(Outline records for named regions)
┄┄┄┄┄┄┄┄┄┄
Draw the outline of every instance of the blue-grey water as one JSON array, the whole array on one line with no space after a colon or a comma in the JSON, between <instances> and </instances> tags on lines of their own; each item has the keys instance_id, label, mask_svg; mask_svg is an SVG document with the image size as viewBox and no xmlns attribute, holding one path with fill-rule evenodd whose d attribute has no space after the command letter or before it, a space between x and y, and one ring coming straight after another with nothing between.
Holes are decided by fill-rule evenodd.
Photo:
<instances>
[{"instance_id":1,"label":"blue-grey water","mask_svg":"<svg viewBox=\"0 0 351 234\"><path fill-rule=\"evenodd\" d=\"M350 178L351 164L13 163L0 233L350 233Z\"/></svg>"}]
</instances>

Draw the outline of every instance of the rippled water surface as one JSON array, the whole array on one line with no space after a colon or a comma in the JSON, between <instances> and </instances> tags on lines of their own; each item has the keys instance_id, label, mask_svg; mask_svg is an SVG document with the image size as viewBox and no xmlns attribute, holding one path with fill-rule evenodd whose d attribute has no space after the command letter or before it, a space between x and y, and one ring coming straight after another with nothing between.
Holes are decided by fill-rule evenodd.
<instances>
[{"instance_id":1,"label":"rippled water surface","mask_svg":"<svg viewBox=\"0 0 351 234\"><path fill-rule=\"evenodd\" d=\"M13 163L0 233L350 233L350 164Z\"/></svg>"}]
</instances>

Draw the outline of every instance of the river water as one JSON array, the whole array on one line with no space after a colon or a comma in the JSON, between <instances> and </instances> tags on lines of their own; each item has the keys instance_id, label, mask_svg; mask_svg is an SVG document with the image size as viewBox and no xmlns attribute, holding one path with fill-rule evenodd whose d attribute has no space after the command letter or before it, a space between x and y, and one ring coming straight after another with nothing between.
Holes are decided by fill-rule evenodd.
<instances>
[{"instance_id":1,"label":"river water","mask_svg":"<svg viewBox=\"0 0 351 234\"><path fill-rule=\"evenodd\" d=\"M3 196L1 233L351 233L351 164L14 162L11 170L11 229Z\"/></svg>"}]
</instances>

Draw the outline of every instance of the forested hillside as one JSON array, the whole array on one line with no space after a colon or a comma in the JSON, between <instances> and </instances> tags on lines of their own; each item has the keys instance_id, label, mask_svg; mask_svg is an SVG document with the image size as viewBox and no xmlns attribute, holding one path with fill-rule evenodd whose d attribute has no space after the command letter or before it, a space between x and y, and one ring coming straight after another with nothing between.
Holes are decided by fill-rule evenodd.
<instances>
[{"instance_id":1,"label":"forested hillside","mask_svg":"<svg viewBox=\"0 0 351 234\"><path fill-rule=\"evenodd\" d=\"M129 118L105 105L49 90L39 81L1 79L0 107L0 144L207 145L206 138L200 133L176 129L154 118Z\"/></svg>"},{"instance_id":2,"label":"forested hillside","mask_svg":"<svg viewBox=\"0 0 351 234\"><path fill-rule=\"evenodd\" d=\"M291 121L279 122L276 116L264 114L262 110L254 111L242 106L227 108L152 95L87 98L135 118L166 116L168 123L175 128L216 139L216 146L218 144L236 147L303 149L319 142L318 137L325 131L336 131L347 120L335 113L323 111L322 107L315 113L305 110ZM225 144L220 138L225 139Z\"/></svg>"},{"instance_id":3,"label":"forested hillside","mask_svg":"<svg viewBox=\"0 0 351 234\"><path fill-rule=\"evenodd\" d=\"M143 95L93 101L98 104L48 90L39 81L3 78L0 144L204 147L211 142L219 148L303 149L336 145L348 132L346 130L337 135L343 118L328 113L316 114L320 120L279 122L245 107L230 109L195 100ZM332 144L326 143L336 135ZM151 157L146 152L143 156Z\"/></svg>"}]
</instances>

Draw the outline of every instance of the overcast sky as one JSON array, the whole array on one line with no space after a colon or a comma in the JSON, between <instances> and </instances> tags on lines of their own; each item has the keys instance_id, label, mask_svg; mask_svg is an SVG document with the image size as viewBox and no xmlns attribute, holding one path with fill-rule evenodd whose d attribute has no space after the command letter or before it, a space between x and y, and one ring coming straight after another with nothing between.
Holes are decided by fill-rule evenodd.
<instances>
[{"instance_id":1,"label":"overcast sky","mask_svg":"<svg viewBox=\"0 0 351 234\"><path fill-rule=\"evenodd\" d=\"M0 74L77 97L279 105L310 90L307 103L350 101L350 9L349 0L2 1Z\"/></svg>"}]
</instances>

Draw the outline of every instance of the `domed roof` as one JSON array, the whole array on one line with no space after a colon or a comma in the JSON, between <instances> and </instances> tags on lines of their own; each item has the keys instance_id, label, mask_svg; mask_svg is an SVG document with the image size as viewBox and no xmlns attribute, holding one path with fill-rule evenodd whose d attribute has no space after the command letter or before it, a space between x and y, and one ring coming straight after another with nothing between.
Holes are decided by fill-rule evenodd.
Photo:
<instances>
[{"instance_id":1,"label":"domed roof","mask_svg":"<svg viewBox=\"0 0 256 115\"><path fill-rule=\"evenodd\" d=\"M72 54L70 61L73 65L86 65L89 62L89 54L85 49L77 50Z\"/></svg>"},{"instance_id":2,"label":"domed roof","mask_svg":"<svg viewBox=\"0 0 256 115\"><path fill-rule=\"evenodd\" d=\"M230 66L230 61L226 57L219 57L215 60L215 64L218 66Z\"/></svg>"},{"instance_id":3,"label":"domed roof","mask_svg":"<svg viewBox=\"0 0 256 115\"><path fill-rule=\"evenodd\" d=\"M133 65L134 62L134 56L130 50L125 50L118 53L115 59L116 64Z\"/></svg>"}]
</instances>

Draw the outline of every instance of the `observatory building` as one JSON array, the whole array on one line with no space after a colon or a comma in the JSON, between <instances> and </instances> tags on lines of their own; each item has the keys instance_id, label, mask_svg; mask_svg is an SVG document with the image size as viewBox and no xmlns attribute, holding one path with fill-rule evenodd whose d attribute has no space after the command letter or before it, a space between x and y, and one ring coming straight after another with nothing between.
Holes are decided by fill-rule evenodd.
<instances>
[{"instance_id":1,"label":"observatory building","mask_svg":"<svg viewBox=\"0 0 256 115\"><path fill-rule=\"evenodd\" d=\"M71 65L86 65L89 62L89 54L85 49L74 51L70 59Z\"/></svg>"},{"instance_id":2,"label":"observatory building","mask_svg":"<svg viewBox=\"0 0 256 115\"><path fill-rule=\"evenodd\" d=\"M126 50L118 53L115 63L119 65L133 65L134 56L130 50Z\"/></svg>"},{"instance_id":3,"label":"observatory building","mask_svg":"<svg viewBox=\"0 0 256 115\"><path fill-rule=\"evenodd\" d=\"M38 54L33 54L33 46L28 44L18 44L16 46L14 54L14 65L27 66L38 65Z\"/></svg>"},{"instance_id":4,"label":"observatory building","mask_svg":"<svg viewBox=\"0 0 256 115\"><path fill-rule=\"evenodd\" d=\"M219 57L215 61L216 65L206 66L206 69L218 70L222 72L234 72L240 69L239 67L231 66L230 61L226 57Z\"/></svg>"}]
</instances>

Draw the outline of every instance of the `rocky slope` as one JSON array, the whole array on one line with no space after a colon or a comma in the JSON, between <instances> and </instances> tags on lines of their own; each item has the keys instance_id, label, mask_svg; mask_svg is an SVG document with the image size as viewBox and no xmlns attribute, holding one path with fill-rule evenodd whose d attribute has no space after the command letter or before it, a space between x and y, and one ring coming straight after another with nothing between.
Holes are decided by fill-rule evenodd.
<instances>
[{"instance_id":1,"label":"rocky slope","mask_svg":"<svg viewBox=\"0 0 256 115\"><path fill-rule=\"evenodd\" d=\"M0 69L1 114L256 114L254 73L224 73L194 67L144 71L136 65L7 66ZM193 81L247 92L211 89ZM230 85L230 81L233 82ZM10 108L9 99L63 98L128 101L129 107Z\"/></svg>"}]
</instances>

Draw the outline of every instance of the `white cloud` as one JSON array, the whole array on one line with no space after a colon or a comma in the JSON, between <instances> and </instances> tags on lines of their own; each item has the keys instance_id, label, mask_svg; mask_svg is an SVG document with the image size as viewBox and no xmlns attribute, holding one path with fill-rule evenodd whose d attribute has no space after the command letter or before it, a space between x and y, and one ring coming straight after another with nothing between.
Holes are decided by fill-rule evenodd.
┄┄┄┄┄┄┄┄┄┄
§ Stated problem
State how many of the lines above contain the word "roof", counting only matches with the same case, and give only the number.

§ Output for this exercise
2